Word for word, repeat the entries, minus the pictures.

========================

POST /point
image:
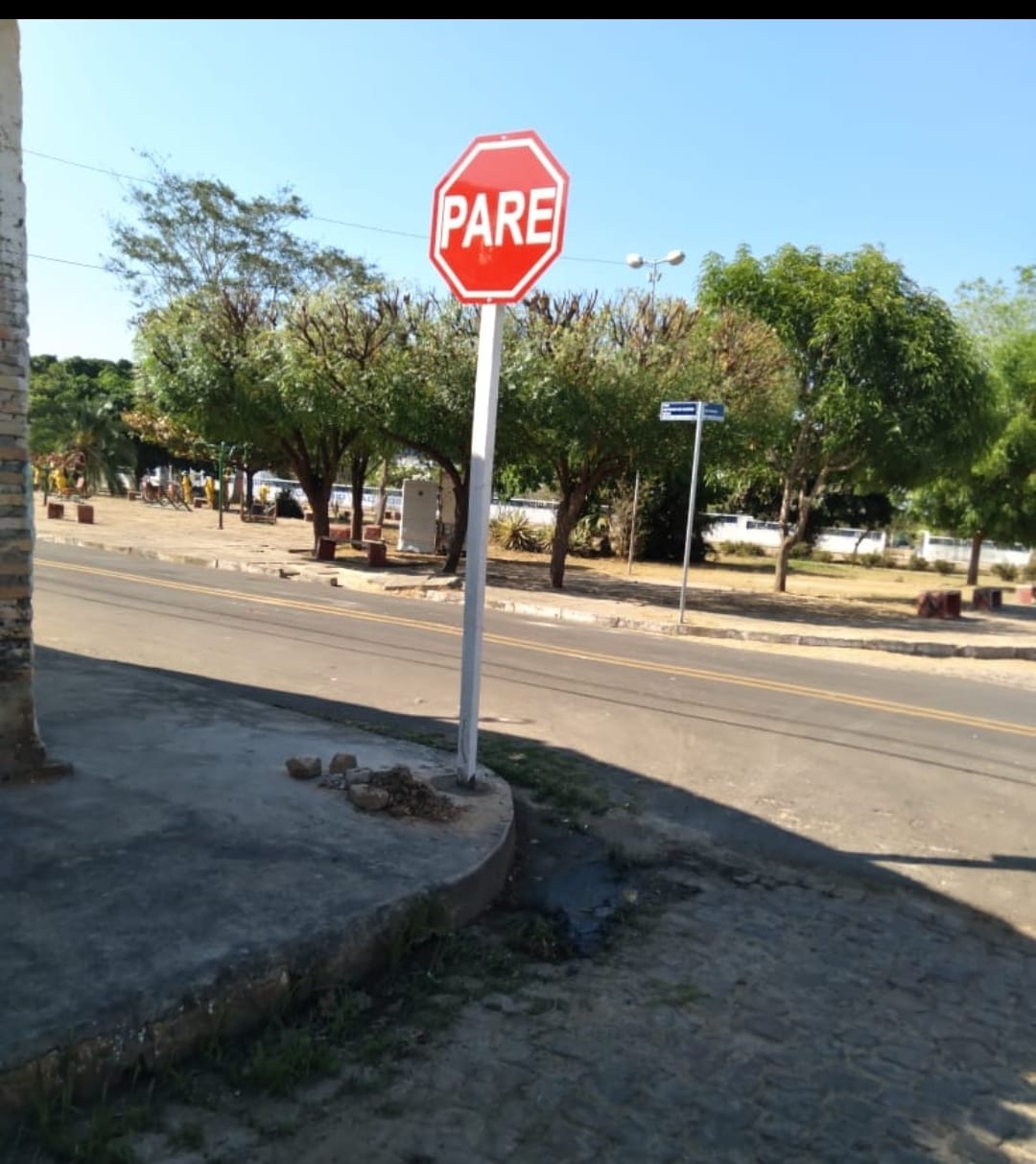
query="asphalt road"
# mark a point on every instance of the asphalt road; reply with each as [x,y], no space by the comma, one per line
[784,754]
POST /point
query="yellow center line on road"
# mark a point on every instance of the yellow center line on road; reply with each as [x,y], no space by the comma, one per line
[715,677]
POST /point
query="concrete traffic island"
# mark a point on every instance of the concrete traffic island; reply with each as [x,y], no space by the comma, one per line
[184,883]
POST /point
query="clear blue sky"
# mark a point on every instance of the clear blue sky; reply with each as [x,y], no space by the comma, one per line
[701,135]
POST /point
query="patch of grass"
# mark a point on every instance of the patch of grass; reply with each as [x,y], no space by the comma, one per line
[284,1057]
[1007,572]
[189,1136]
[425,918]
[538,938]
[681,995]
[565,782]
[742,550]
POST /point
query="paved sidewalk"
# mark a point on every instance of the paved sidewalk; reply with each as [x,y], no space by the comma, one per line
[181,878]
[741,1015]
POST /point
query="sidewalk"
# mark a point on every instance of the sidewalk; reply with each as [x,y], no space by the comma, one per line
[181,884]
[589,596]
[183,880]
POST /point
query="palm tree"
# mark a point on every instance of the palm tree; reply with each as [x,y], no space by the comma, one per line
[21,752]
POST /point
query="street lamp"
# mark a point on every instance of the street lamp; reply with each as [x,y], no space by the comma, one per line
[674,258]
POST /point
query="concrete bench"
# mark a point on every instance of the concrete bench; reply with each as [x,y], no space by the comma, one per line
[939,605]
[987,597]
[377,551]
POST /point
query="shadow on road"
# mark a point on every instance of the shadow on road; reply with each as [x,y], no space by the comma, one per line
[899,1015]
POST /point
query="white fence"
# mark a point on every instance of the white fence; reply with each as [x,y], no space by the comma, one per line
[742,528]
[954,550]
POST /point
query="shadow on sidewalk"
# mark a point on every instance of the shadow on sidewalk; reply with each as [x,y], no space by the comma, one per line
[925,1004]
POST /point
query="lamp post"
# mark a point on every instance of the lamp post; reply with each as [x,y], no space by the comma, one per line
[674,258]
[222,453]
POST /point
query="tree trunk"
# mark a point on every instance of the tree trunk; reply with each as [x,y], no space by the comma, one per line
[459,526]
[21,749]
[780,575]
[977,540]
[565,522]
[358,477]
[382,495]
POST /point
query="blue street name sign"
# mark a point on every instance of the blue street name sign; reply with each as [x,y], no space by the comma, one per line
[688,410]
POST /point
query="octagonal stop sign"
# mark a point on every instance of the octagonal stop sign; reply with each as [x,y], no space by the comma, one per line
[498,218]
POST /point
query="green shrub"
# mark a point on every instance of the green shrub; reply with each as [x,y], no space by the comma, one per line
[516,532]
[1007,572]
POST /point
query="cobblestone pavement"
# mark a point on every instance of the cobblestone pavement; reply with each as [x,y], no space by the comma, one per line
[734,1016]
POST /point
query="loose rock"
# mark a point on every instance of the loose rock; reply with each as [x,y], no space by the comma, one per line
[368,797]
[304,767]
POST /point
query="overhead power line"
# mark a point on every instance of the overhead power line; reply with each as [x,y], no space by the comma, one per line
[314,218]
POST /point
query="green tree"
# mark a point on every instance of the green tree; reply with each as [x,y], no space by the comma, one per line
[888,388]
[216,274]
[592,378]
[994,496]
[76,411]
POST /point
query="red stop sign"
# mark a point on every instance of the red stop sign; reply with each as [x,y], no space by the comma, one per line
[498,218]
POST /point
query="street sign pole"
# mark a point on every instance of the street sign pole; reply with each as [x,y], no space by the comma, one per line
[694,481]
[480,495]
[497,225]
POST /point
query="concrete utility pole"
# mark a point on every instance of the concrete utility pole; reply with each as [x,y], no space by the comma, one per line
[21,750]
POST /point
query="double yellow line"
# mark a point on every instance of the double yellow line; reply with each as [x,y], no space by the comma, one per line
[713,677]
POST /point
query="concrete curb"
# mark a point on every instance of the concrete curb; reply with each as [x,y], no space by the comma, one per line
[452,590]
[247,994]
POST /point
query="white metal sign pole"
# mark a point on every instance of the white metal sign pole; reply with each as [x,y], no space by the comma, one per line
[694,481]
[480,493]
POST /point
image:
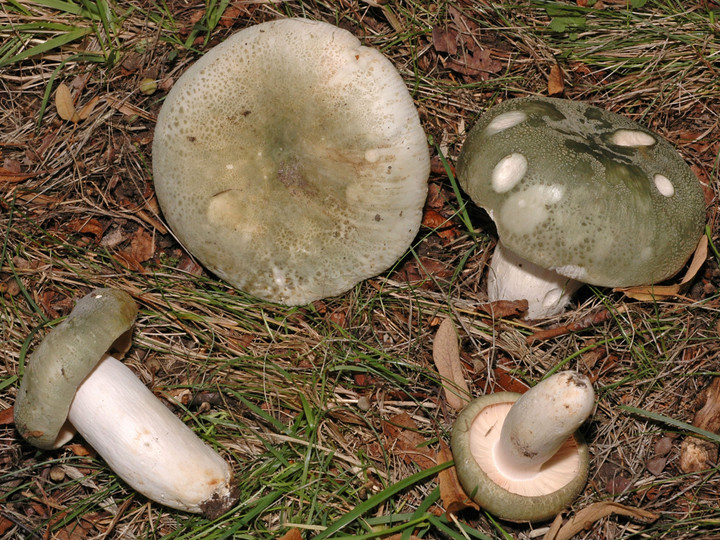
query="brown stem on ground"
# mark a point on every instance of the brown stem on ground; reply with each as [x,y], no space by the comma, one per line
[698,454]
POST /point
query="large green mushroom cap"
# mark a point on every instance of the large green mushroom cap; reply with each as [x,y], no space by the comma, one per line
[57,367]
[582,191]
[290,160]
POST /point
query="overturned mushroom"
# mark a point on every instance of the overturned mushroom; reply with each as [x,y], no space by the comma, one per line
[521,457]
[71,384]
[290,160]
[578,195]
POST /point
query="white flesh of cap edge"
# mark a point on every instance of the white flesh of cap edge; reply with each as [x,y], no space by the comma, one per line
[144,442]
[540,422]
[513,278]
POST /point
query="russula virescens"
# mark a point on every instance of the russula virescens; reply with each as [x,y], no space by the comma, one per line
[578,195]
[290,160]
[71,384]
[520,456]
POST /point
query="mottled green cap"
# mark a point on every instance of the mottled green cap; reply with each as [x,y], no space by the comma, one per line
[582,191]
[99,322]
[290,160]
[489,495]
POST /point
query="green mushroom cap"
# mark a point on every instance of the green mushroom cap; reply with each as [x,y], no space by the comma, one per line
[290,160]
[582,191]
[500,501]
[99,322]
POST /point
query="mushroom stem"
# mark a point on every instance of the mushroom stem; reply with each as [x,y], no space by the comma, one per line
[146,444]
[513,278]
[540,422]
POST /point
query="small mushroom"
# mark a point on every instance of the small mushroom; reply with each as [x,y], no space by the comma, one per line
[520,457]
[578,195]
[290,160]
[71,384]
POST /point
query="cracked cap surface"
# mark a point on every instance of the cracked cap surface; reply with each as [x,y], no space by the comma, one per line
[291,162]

========================

**Result of the task:**
POST /point
image:
query="asphalt road"
# mark a point on every instance of the asphalt road; reply with each as [x,y], no space by the comma, one per line
[784,754]
POST /point
query="yellow center line on road"
# mark a point on every instance of the yellow center line on road; reply with each as [x,y], no space by the comma, one per line
[715,677]
POST /point
query="concrete traffic island"
# mark a point on every instance of the concrete traffic island; reply with each as [x,y], no space by the comma, one per line
[184,883]
POST /point
query="clear blue sky"
# mark a point on every instance of the clear blue sky; reply with each as [x,y], no space by the comma, one per line
[701,135]
POST /point
query="patch of grass"
# mark a point on every instance of the patch of grass; reply with each as [x,y], no space by the comma, one per line
[284,1057]
[1007,572]
[189,1136]
[425,918]
[538,938]
[681,995]
[565,782]
[742,550]
POST /point
query="paved sidewalk"
# mark a point on every instance of the paved sidewalk; reply with each as [x,y], no space by the comma, one per line
[181,878]
[741,1015]
POST /point
query="sidewalk"
# mark a point on every instance of the sidewalk; reply with each as [x,y], no space by the comma, one per line
[181,884]
[589,596]
[183,880]
POST /point
query="palm tree"
# mark a point on every instance of the palm tree; reply with each as [x,y], no space by the comma, one per line
[21,752]
POST /point
query="street lamp"
# mark a point on every instance of the street lamp; reply with each as [x,y], no space by the comma, one per line
[674,258]
POST /point
query="concrete bench"
# mark a point on every instance of the concrete bench; reply with each as [x,y], no space by the comma, one per line
[939,605]
[987,597]
[377,551]
POST /point
query="shadow on road"
# mark a point on every instance of the shadow on road; reply with each as [x,y], no space by the comma, one per line
[899,1015]
POST /point
query="white fence"
# mark a point on every instance of the white fence; reply with each as [x,y], no space by the comma, one per line
[742,528]
[954,550]
POST /point
query="shadow on sidewalk"
# mark a point on every instance of the shadow on sidewalk; reply with each as [x,y], no space by the comma, one per line
[925,1004]
POST /point
query="lamp post"
# mark a point on every instance of the lamp post; reply with each as [x,y], no space by the comma, one per line
[674,258]
[222,453]
POST /point
query="tree trunk"
# mark a point on every instance of the tree trunk; reply with each as [x,y], no space by the comma, one per line
[459,526]
[21,749]
[780,575]
[977,540]
[565,522]
[358,477]
[382,495]
POST /point
query="blue street name sign"
# mark a point on every instance of the blue street name sign; reply with each as [x,y], no space by the comma, one per line
[688,410]
POST /point
query="octagonal stop sign"
# mark a point on every instance of the octagonal stop sign; reply with each as [x,y], no space by the comma, one per line
[498,218]
POST /point
query="green shrub"
# mark a point on every instance of the green shrub; reply with each as [x,y], no space by the comma, one per line
[516,532]
[1007,572]
POST /point
query="cobblestone pavement"
# mark a point on every instance of the cobblestone pavement; reply with each as [x,y], no space by the comma, one per line
[734,1016]
POST /point
query="loose rock"
# mark a point on every instance of the loose rock; reply with each as [x,y], no space by the comma, one per line
[368,797]
[304,767]
POST /point
query="overhead power line"
# mark a point on every instance of the overhead power line; reply with each as [x,y], no space by the comma, one per line
[314,218]
POST /point
query="green tree"
# mark a point on every instance of the green tree; reply with each as [x,y], no space by the comma, one per line
[888,388]
[216,274]
[592,378]
[994,496]
[76,411]
POST /point
query="red stop sign"
# mark a point on every instance of the red stop sign; reply with each as [x,y], no space by the comma, one per line
[498,218]
POST /point
query="street sign pole"
# mark a point on every instance of the street sign pole; reply with each as [x,y], no space by the comma, one per line
[694,481]
[480,495]
[497,225]
POST /point
query="concrete utility pole"
# mark a point on every instance of the concrete utility pole; reply with each as [x,y], no space by the comma, one per line
[21,750]
POST /point
query="double yellow line"
# mark a point on every instance of the double yellow line; reply with each as [x,y], no space by the comma, one per line
[713,677]
POST /point
query="concrete curb"
# mark a point on every instance of the concrete curb; reply with each as [x,y], no space by the comma, one per line
[452,590]
[247,994]
POST /point
query="white metal sign pole"
# mark a point on every instance of the white metal sign pole; reply with each as [x,y], no space by the comma, one per line
[694,481]
[480,493]
POST /point
image:
query="brown stem on ground"
# mark a point on every instance of the brown stem on ground; reply with each as [x,y], no space by the comma, one per line
[698,454]
POST /point
query="large green mushroom cap"
# mark a point on every instance of the large green mushroom cap; reply with each as [x,y], no space by the comma, one per line
[57,367]
[582,191]
[290,160]
POST /point
query="overturned mushroom"
# mark a point on every instance of the overturned mushroom; reply with each as [x,y], no space by the comma, one per line
[521,457]
[71,384]
[290,160]
[578,195]
POST /point
query="white flesh of cap edge"
# mark a point on every instance of the white flesh of cap edge; reply with each as [x,y], no space by the comma, one per line
[144,442]
[540,422]
[513,278]
POST /point
query="russula virescens"
# mark a point on every instance of the russula virescens; reply with each as [x,y], no space by the comma, one per line
[578,195]
[290,160]
[71,384]
[520,456]
POST /point
query="mottled green cap"
# mark a point on every instance of the mottled green cap; reply with each as [x,y], no space by the comma, one per line
[582,191]
[99,322]
[290,160]
[489,495]
POST /point
query="green mushroom cap"
# mark a point on every instance of the green mushroom cap; reply with each as [x,y], no space by the comma, one per line
[290,160]
[582,191]
[500,501]
[99,322]
POST /point
query="mushroom stem"
# mark a point on every instance of the mushroom stem; reply with each as [x,y], no space by the comma, one per line
[146,444]
[513,278]
[540,422]
POST /point
query="small mushroom"
# mark a point on every instance of the small mushroom; reply with each as [x,y], no space by the comma, one per line
[520,457]
[578,195]
[290,160]
[71,384]
POST /point
query="cracked cap surface"
# mark a point on every instance of the cracked cap surface; reply with each as [x,y], no space by the comma, one per line
[291,162]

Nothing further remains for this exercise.